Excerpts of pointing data
-- START --

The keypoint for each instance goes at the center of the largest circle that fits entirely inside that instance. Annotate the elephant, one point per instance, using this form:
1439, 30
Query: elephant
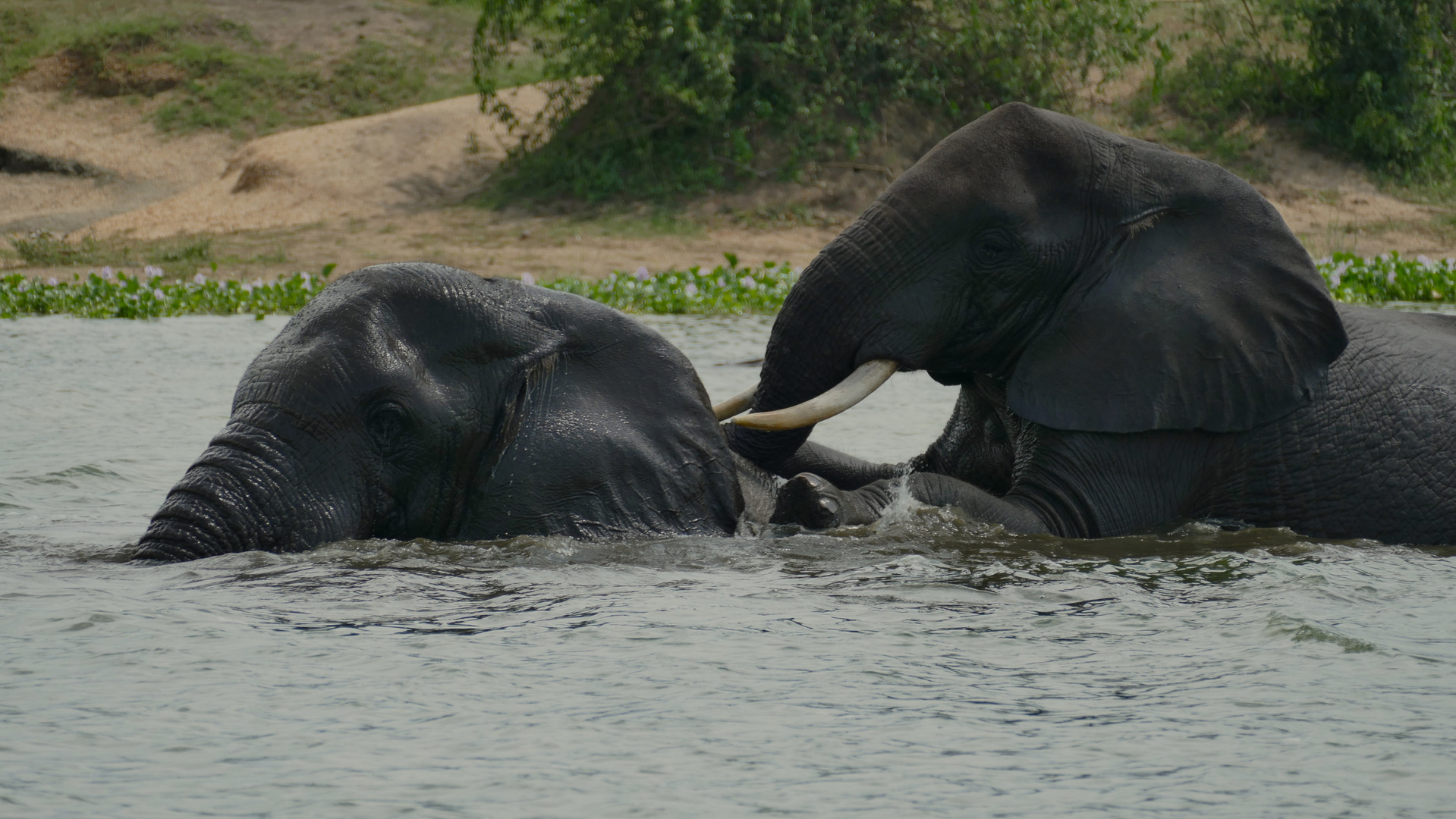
1137, 339
420, 400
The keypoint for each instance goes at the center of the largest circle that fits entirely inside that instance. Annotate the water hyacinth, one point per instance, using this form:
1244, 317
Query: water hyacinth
1388, 278
142, 296
724, 290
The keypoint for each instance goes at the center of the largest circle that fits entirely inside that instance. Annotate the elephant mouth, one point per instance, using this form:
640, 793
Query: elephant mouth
854, 389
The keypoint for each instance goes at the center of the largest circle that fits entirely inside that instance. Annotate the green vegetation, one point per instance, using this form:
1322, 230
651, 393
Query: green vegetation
1388, 278
178, 256
725, 290
690, 95
219, 74
144, 296
1372, 77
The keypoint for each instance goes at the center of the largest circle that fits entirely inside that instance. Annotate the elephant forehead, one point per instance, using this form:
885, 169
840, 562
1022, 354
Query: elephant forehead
1020, 165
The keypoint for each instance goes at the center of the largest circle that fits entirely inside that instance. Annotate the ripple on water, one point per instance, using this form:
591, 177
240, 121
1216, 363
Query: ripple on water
923, 665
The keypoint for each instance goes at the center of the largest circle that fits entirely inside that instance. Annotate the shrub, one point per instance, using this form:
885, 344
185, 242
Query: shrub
1373, 77
662, 96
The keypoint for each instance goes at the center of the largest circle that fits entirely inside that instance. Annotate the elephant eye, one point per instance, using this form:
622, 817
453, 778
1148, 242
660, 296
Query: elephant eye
386, 424
992, 248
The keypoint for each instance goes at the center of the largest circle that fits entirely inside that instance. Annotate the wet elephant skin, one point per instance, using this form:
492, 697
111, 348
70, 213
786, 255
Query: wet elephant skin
420, 400
1137, 337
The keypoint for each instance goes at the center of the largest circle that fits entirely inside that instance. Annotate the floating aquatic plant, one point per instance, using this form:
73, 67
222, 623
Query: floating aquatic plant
109, 294
1388, 278
724, 290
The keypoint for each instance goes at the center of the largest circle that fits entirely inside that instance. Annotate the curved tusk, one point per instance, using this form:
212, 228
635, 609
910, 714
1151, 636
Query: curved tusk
737, 403
844, 394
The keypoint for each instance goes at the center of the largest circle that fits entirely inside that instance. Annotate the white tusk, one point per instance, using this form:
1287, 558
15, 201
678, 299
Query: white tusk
737, 403
844, 394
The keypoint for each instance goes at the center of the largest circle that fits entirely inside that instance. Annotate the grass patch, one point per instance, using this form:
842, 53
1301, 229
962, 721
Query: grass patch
217, 74
695, 95
146, 296
177, 256
724, 290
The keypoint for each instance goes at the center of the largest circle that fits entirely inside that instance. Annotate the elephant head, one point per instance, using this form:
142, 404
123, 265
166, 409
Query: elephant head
420, 400
1113, 284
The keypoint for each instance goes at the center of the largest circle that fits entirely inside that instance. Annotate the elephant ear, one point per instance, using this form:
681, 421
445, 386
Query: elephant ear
1204, 313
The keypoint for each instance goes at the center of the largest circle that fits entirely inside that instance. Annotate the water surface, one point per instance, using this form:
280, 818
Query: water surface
928, 665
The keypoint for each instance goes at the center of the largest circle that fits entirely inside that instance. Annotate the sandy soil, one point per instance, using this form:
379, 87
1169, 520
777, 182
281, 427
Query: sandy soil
388, 187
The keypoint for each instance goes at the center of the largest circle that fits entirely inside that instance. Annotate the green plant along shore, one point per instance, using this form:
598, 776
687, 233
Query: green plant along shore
725, 290
143, 296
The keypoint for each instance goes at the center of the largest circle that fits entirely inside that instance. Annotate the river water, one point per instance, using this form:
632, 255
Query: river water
926, 665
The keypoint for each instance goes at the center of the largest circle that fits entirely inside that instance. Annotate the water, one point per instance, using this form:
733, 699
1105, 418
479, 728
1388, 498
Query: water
923, 667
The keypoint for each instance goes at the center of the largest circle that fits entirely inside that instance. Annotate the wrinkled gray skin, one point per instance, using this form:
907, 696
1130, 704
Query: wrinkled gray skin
1139, 339
420, 400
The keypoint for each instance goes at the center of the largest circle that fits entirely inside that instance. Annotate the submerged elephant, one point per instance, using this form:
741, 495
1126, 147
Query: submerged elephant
420, 400
1139, 339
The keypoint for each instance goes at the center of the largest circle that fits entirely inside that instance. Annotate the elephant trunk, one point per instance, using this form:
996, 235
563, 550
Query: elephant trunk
239, 498
822, 337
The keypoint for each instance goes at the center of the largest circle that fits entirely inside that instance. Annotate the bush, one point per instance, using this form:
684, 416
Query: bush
1373, 77
657, 96
1381, 80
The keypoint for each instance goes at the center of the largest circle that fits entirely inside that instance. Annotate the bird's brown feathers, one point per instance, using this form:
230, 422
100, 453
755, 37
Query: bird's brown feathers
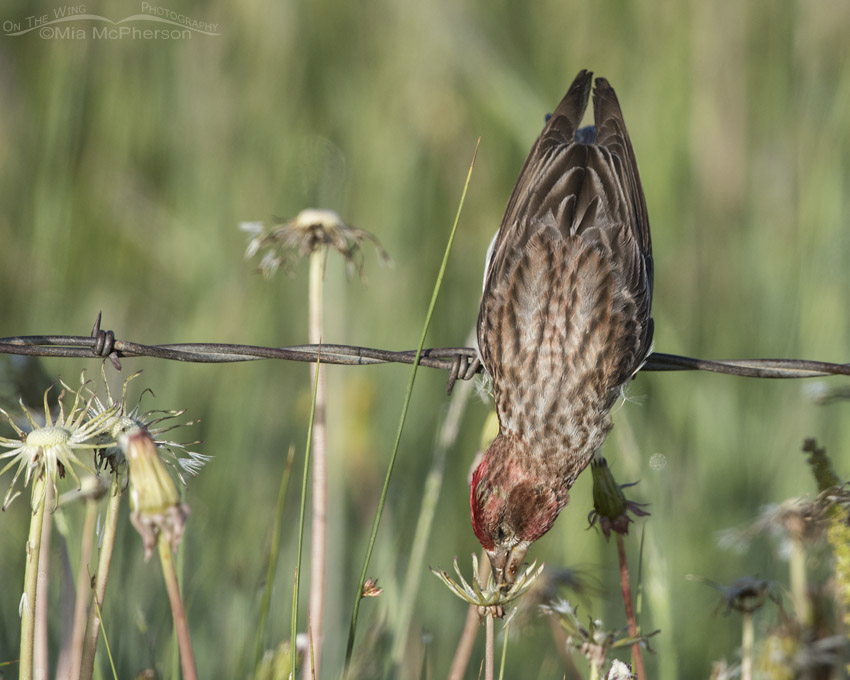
565, 319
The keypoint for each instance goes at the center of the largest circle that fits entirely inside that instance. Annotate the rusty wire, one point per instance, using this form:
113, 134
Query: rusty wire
461, 362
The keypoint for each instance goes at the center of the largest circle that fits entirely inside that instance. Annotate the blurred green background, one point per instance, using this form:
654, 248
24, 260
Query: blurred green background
126, 165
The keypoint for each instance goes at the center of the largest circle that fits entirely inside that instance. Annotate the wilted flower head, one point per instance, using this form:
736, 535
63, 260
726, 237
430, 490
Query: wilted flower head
610, 506
593, 641
746, 595
309, 231
125, 418
50, 449
154, 502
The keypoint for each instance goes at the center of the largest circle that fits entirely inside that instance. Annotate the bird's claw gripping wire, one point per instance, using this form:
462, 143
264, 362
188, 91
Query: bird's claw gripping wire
464, 367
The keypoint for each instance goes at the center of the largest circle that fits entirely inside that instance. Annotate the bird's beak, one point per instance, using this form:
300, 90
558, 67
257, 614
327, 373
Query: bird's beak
506, 561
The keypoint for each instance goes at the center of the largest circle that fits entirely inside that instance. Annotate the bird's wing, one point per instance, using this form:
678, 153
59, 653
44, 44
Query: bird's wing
568, 285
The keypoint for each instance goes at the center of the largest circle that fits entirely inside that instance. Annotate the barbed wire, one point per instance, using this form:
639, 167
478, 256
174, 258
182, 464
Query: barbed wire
461, 362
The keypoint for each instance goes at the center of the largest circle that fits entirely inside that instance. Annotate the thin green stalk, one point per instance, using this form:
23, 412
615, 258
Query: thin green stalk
799, 582
488, 647
181, 558
274, 553
747, 646
463, 652
83, 590
637, 652
292, 650
106, 644
40, 665
33, 549
318, 532
104, 560
178, 611
427, 511
504, 649
376, 523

-- END --

* [The problem]: Ignore the images and quote every line of the listing exactly.

* [The answer]:
The keypoint for each instance goes at the center of the largest circle that fits entirely inside that instance. Annotate the elephant, one point per instance, using this form:
1439, 30
Query: elephant
1137, 339
420, 400
The keypoint for each instance goes at the center of the largest circle that fits entirely inside that instance. Annotate the water hyacinth, one point per instance, using this form:
1244, 317
Query: water hyacinth
1388, 278
142, 296
724, 290
The keypoint for each instance goes at the center of the largest circle that fits entirely inside that instance. Annotate the elephant mouth, one point per instance, using this form:
640, 793
Query: elephant mouth
854, 389
The keypoint for each instance goes at the center of the largest circle that fits entirely inside that instance. Annotate the green vegetation, one point per instance, using this form:
1322, 230
651, 393
Query: green vegetation
1388, 278
178, 256
725, 290
690, 95
219, 74
144, 296
1372, 77
The keypoint for each instance goes at the center of the largest circle that fits entirely inside that instance. Annotate the elephant forehead, one point per instance, using this form:
885, 169
840, 562
1022, 354
Query: elephant forehead
1020, 165
The keypoint for each instance goes at the center of the largest circle that fits entirely inside that instance. Annotate the ripple on water, one point per instance, using this form:
591, 177
240, 121
1216, 363
Query: ripple on water
923, 665
The keypoint for each instance goes at the center of the largest circle that fits entirely inside that instance. Annotate the shrub, one point per instance, using this form:
885, 344
185, 242
Query: shrub
1373, 77
662, 96
The keypoint for each instance goes at the center of the largest circle that fits entirely inside that instance. Annotate the elephant eye, one point per instance, using this form:
622, 817
453, 778
1148, 242
660, 296
Query: elephant eye
386, 424
992, 248
The keypoint for each instance goes at the center of the largest circle that fits entirely inside that instance. Annotate the wet elephant skin, one point per instance, using this form:
492, 697
111, 348
70, 213
786, 255
Query: wet elephant skin
420, 400
1137, 337
The keypoint for each instance goes at the center of the largest circle that fits entirely inside that instance. Annotate the floating aquatic plant, one point per instance, using this form:
73, 67
222, 623
Query: floating aquatic plant
109, 294
1388, 278
724, 290
The keypoint for each instance goes at the center of the largest circle that fits entirely inside that instance. Annotate the curved tusk, one point per instance, using this form:
212, 228
635, 609
910, 714
1151, 636
Query: curved tusk
737, 403
844, 394
The keypoint for each instance goes at the center of the largest circle that fits entirely inside that instance. Annotate the white tusk, one point per instance, using this form:
1287, 558
15, 201
678, 299
Query: white tusk
737, 403
844, 394
The keypoint for each instance goes at the center of the largest circle that fits entirely inside that instance. Annotate the grass patch, one point per instance, using this form:
842, 53
1301, 229
962, 721
Query: grass patch
217, 74
695, 95
146, 296
177, 256
724, 290
The keypoint for each instance goes at the center of the largest circle that fits entirely inside that instance. Annotate the elephant head, one point per instance, using this form:
142, 404
123, 265
166, 409
Query: elephant head
420, 400
1113, 284
The keypoint for each instance goes at the center of the largest circle that fits entirely inside that instance. Annotate the elephant ear, one point per instance, using this form:
681, 421
445, 386
Query: elephant ear
1204, 313
The keypoint for each instance goes at the center of the largest circle that fits entirely inside that instance. Annotate the water surface, one point per instance, using this form:
280, 818
Query: water surface
928, 665
The keypoint for each instance goes at the center of the largest circle that fits entirely inside that instance. Annotate the sandy soil, one point per instance, using this form:
379, 87
1169, 520
777, 182
281, 427
Query: sandy soil
388, 187
The keypoint for each instance goes at the center of the largest circle that fits entirely inside that instance. Annotate the green plant along shore, one point per instance, using this form:
598, 776
687, 233
Query: green plant along shore
725, 290
143, 296
The keypoint for each instance goes at the center of the largest circle that fits entirely inside that instance. Annotate the river water, one point per instance, using this form:
632, 255
Query: river water
926, 665
The keypoint for each instance goes at the center of the largest circle that fits entirely inside that instance. Annotate the water, one point per instance, using this form:
733, 699
1105, 418
479, 728
1388, 498
Query: water
923, 667
The keypoint for each instance goes at the center of the largest circle that fits entirely inside that instance. Annotate the wrinkled gray skin, one point per instance, using this form:
907, 696
1130, 704
Query: wrinkled gray skin
1139, 339
420, 400
The keypoint for each instance goes at the center of the largest circle that fits entirely inside that instance. Annotate the submerged elephant, one point per instance, using this form:
741, 495
1126, 147
Query: submerged elephant
420, 400
1139, 339
The keypoint for each instance goes at the center of the largest circle that fits entirely inside that instance. Annotate the elephant trunk, one point per instance, using this form:
996, 235
563, 550
Query: elephant trunk
239, 498
822, 337
The keypoint for each instance goes at the center of the largest circle that fits entirely inside that instance. Annotate the bush, one point per instance, using this form:
684, 416
Query: bush
1373, 77
657, 96
1381, 80
The keypoint for each instance goes at the center of the largest circle that fits entirely inside that instance. Annotate the bird's brown feathers, one point per instance, using this form:
230, 422
100, 453
755, 37
Query: bird's brown feathers
565, 319
The keypoint for each instance goes at the center of the largest circle that fits entirely inside that instance. Annotate the rusty wire, one point per instance, using this form:
113, 134
Query: rusty wire
461, 362
The keypoint for each instance goes at the center of the largest circle that fits entirely inside that instance. Annotate the blurred green background, one point per instance, using this form:
654, 248
24, 260
Query: blurred green background
126, 165
The keypoint for each instance goes at the center of the largest circle that fits entirely inside that instance. Annotate the wilted flower head, one point per instance, using this form:
736, 535
63, 260
726, 237
430, 490
Query: wilted flower head
610, 506
593, 641
746, 595
309, 231
125, 418
50, 449
154, 502
The keypoint for each instance goes at the center of the largest circle that fits entirely inside that instance. Annotate the bird's claw gripping wire, one point per instance, using this form:
462, 143
264, 362
188, 91
Query: bird's claw gripping wire
464, 367
The keypoint for each instance goes at the center of the largest circle that fits entirely inside that instance. Annotate the bird's beak, one point per instance, using this form:
300, 90
558, 67
257, 614
327, 373
Query: bird's beak
506, 561
The keypoint for each instance goes at the center of the largest circle that fits entirely inside that instance. Annotate the bird's wing, one point per instance, using this form:
678, 153
59, 653
44, 44
Query: bird's wing
568, 285
The keypoint for each instance goes at the center of the largest circle that fits entirely inside that instance. Annotate the barbed wire, one point per instance, using this form:
639, 167
478, 256
174, 258
182, 464
Query: barbed wire
461, 362
The keypoint for each instance goes at the center of the largest circle that fits entirely inside that instance. Annotate the thin green stalk, one point per instance, using this form:
23, 412
615, 258
Query: thin green stalk
799, 582
488, 647
181, 558
274, 553
747, 646
463, 652
83, 590
637, 652
292, 650
106, 644
40, 665
33, 549
318, 532
104, 560
178, 611
427, 511
504, 649
376, 523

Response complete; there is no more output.